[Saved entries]
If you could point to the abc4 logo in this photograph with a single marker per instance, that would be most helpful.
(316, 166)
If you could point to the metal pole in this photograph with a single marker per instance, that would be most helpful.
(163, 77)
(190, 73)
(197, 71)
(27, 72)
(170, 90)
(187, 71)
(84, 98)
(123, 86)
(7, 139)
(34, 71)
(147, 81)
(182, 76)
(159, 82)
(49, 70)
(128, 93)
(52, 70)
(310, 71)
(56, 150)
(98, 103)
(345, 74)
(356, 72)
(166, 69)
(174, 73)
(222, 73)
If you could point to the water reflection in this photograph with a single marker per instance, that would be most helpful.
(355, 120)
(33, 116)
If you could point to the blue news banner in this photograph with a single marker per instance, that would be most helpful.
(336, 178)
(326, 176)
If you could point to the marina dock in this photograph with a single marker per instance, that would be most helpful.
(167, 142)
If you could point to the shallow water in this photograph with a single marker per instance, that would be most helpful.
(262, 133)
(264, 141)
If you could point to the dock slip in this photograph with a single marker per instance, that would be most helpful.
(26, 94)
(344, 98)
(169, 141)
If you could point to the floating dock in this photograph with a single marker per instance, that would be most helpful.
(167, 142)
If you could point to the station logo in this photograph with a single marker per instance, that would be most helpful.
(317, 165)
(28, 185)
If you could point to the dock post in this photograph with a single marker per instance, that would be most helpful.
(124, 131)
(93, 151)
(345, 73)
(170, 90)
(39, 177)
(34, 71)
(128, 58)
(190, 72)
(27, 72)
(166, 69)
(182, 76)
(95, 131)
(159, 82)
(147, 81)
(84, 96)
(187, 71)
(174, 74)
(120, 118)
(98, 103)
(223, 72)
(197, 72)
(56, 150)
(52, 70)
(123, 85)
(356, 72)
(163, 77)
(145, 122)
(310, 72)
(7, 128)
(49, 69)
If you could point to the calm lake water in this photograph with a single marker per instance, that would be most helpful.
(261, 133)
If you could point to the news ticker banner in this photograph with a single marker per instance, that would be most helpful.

**REQUIRED ACTION**
Each line of the data needs to be repeated exactly.

**RESULT OF THE EXERCISE**
If you could point to the abc4 logo in this photograph with a single marker per instance, that would be most helpful.
(316, 166)
If you could point to the metal pole in this photograph with a single marker per instance, that would be most helpful.
(163, 77)
(190, 73)
(197, 71)
(27, 72)
(170, 90)
(187, 71)
(84, 98)
(123, 86)
(7, 139)
(34, 71)
(147, 81)
(182, 76)
(159, 82)
(49, 70)
(128, 93)
(52, 70)
(310, 71)
(56, 150)
(98, 103)
(345, 74)
(356, 72)
(166, 69)
(174, 73)
(222, 73)
If you could point to the water reflection in this photograph with a single marker per instance, that would be most helpful.
(355, 120)
(33, 116)
If you could point to the blue news banner in this photograph with a single marker per instance, that would be most helpful.
(336, 178)
(326, 176)
If you could point to the marina dock in this photograph with a single marker per instance, that would be most helpful.
(167, 142)
If you could point to the shallow water in this photograph with a single marker per instance, that would be most helpful.
(262, 133)
(264, 141)
If you could point to the dock slip in this photograph with a single marker per instance, that would be most helpful.
(26, 94)
(344, 98)
(169, 141)
If you could point to the floating dock in this photograph with a single marker per instance, that would be most helpful.
(167, 142)
If you could point to the station logo in this photograph with a single marker per instance, that would be most helpful.
(317, 165)
(28, 185)
If you could point to the dock post in this photograph with a single marker per instance, that would be most helpful.
(124, 131)
(93, 151)
(345, 73)
(170, 90)
(39, 177)
(34, 71)
(128, 58)
(190, 72)
(27, 72)
(166, 69)
(182, 76)
(95, 131)
(159, 82)
(147, 81)
(84, 96)
(187, 71)
(174, 74)
(120, 118)
(98, 103)
(223, 72)
(197, 72)
(56, 150)
(52, 70)
(123, 85)
(356, 72)
(163, 77)
(145, 122)
(310, 72)
(7, 128)
(49, 69)
If you could point to the calm lake water in this photograph with a single marker per instance, that would be most helpful.
(261, 133)
If you could point to the news ticker banner in this photograph with a single marker per instance, that would be most helpful.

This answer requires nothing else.